** Passage given **
Bryan Spillane - Analyst
Hey, good morning, Rob, and welcome, David.
Just a question about the beer business.
You know, you, you know, increased your outlook or raised your outlook for the year.
And just simplistically, is that because, you know, you tracked better in the first quarter than what you were expecting and the balance of the year your plans really haven't changed much?
Or is it a function of your -- even your outlook for the balance of the year is -- has improved?
Rob Sands - President & CEO
I think it's both, Bryan.
The beer business volume and dollar growth is tracking well ahead of our expectations.
We don't really see a chink in that armor in the rest of the year, you know, so we really don't have any reason to believe at this stage that there will be a significant slowdown.
So, yes, that has caused us to realistically raise our guidance on beer growth for the year to 10% net sales.
Bryan Spillane - Analyst
Okay.
And just as a follow-up, the -- in terms of the production turning on in Nava, the additional production turning on by the end of the calendar year, just in terms of milestones, have we started, like, test batch brewing yet?
Is -- you know, if you could just kind of update us where we stand now in terms of the milestones on hitting that target?
Thank you.
David Klein - CFO
Bryan, so there's a lot of activity going on at Nava as you would expect, right?
And so the first things that we're going to see that really begin to come online are packaging lines.
We don't expect the actual brew house to be in a functioning state until closer to the end of the calendar year, but I can say that at this point everything is going according to plan in the buildout at Nava.
Bryan Spillane - Analyst
Okay.
Thank you.
Operator
Your next question comes from the line of Judy Hong of Goldman Sachs.
Judy Hong - Analyst
First, Rob, regarding the CFO transition announcement and understand that Bob's obviously not on the call to answer this question.
The timing was somewhat unexpected for many people.
So anything you can share with us in terms of what led to that decision, particularly in the timing issue?
Rob Sands - President & CEO
No, I mean, there's really nothing to share.
I mean, obviously the timing was related to when we had these discussions internally, and when, therefore, it was appropriate to make the announcement relative to Bob's departure.
So there's really nothing more or less to it than that, you know.
Obviously, when the decision was made that Bob was leaving, we had to make an announcement and, you know, I don't really care when that announcement would have been made.
It would have seemed -- it would have seemed as it did at whatever time it was.
So that's pretty much it, Judy.
Judy Hong - Analyst
Okay.
Sorry.
David?
Okay.
So second question, David, just in terms of the growth margin on the beer side, I mean, certainly Q1, I think came in a little bit higher than what we would have anticipated, and I think you commented on some of the fluctuations that you expect throughout the year.

** Information given **
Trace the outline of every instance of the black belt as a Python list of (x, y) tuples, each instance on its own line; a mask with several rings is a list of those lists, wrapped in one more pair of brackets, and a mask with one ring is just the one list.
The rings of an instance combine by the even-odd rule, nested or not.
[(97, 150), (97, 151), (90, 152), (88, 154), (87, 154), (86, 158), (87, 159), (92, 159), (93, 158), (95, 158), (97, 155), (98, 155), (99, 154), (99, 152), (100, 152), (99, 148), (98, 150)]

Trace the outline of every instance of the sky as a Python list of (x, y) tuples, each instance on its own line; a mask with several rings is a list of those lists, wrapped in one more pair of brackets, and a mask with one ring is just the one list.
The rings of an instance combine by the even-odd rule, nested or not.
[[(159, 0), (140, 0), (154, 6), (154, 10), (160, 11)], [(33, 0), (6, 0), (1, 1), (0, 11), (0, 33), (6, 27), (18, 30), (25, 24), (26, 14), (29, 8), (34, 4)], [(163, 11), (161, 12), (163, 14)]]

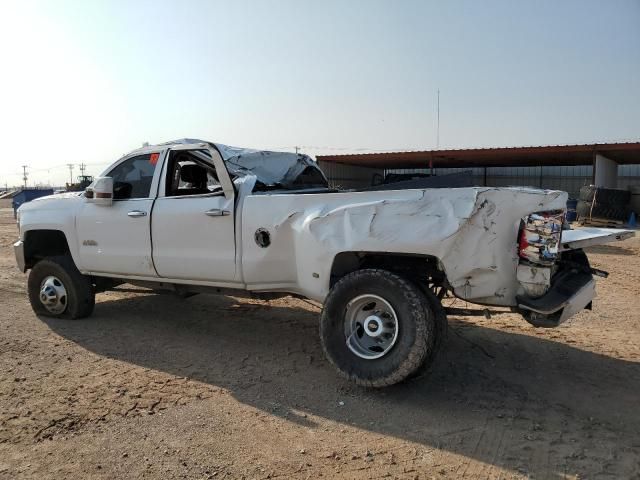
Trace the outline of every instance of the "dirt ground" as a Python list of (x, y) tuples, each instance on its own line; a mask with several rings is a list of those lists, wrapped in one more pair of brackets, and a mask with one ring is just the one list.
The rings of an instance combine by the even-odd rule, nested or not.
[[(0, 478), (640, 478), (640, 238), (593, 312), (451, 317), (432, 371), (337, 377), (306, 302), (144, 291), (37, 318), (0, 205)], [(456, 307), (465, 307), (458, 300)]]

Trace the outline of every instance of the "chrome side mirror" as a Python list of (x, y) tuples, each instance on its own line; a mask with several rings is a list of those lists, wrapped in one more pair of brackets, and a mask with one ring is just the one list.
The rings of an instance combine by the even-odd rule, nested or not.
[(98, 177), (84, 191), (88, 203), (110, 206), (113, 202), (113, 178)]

==

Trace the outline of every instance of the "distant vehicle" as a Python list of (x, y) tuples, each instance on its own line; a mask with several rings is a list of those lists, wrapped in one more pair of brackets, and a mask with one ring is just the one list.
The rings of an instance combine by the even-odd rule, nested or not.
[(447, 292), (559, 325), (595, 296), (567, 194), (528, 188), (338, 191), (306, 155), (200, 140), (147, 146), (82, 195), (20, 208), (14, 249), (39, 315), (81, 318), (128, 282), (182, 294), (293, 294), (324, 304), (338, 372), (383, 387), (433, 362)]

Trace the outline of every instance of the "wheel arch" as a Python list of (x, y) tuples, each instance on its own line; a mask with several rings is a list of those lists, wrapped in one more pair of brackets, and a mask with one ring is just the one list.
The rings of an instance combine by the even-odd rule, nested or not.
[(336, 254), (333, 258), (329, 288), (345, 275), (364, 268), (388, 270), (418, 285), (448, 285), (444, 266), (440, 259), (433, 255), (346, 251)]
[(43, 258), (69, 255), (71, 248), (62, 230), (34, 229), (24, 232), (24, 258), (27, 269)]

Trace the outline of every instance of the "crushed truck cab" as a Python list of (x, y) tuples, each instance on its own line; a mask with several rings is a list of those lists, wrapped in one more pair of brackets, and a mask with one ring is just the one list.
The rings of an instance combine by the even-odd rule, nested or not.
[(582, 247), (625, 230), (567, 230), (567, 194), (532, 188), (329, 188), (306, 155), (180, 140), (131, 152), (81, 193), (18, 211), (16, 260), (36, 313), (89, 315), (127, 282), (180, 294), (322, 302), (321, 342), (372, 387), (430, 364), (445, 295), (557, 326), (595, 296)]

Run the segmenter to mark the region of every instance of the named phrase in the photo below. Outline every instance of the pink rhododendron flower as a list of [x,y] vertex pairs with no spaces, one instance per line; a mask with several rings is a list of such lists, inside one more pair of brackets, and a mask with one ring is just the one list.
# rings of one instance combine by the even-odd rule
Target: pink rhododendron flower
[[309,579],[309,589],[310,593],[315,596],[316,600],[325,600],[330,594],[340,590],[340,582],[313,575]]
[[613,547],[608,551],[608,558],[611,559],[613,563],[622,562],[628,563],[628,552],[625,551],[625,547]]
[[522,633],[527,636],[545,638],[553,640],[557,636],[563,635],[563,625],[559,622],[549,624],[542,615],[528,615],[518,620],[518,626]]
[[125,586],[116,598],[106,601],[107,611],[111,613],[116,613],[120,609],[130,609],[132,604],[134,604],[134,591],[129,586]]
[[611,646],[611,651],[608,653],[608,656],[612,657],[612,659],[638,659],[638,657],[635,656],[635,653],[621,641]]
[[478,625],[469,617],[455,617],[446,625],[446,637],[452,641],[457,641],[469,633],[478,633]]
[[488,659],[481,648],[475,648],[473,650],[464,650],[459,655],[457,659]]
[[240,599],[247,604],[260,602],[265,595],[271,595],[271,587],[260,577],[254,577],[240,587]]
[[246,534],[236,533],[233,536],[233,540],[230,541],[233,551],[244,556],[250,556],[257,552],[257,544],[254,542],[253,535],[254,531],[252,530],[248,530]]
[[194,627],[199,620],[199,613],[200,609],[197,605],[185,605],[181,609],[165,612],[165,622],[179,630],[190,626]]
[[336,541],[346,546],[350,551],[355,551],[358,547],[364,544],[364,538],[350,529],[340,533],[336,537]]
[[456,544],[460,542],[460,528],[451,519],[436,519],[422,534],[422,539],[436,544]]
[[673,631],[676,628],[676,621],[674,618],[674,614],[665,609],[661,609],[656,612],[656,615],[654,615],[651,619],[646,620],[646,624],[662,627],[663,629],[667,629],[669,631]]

** Aim 1 **
Decide whether each statement agrees with the earnings call transcript: (a) the beer business guidance was raised to 10% net sales growth for the year; (b) the brew house at Nava is expected to be working by the middle of the calendar year; (c) Bob was on the call to answer Judy Hong's question. For each, answer yes or no and quote the deciding words.
** Aim 2 **
Carry on the earnings call transcript from its final line.
The rows are separate material from the earnings call transcript.

** Written response 1 **
(a) Yes: "raise our guidance on beer growth for the year to 10% net sales."
(b) No: "We don't expect the actual brew house to be in a functioning state until closer to the end of the calendar year"
(c) No: "Bob's obviously not on the call to answer this question."

** Written response 2 **
But can you give us a little bit more color just in terms of the bridge for Q1 and how that sort of evolves as we get into the balance of the year?
David Klein - CFO
Yes, so what you -- what you would see year-over-year, Q1 to Q1, is margin expansion driven by pricing as well as COGS improvement as our procurement team has taken over the procurement activities at the brewery.
For the rest of the year -- and, by the way, the brewery also was operating effectively at capacity in the first quarter, which gives us a better number as well.
For the rest of the year, you know, we're going to bring on several packaging lines.
We're going to bring on part of a new warehouse, and we're going to bring on the first 5 million hectoliters of brewing capacity.
And once we put them in service, meaning we've run beer down the line or beer through the brew house for commercial sale, we then put those assets into service, which means we begin depreciation.
However, at that point there's still a lot of, as you might imagine, that goes into optimizing the lines in the brew house and the warehouse, and any of that expense that happens after we've put the assets into service falls right to the bottom line as an expense, right?
So we expect that that's going to create some of the choppiness for the rest of the year.
And then additionally, as I mentioned in my initial comments, we have an inflation adjustment on the finished goods that we're buying from ABI that actually took effect the first week of June.
So I think that really kind of bridges us out from the 34.8%, really, to the 33% range, which we've called out.
Judy Hong - Analyst
Okay.
And just on clarification, that also includes some of the packaging procurement savings that you would have seen already or expected to see as you get into the balance of the year?
David Klein - CFO
Yes, we've built in the -- you know, again there, our procurement guys have done an outstanding job of really getting us some great benefits.
We've built that into the guidance that we've provided for the year.
Judy Hong - Analyst
Okay.
Got it.
All right.
Thank you.
Operator
Your next question comes from the line of Mark Swartzberg of Stifel Financial.
Mark Swartzberg - Analyst
Yes, thanks.
Good morning everyone and congratulations, David.
Two questions; one on the beer side.
We saw price mix just shy of 1%, which was a similar number to the last quarter.
Could you just speak to not only your view of that number going forward for you, but also to what -- which I presume is largely a mix issue -- but why isn't that number stronger?
And then how are you -- how does that relate to what you're seeing out there in the marketplace from competition?
So just, you know, some comments on the pricing environment and how you see it playing out for you.
And then, totally unrelated question is on this cost cutting you've announced, which is good to see.
Could you give us a little bit of detail on where you expect those savings to come from and to what extent this is a moment-in-time thing you're doing, and to what extent you think you'll be engaging in this sort of thing going forward?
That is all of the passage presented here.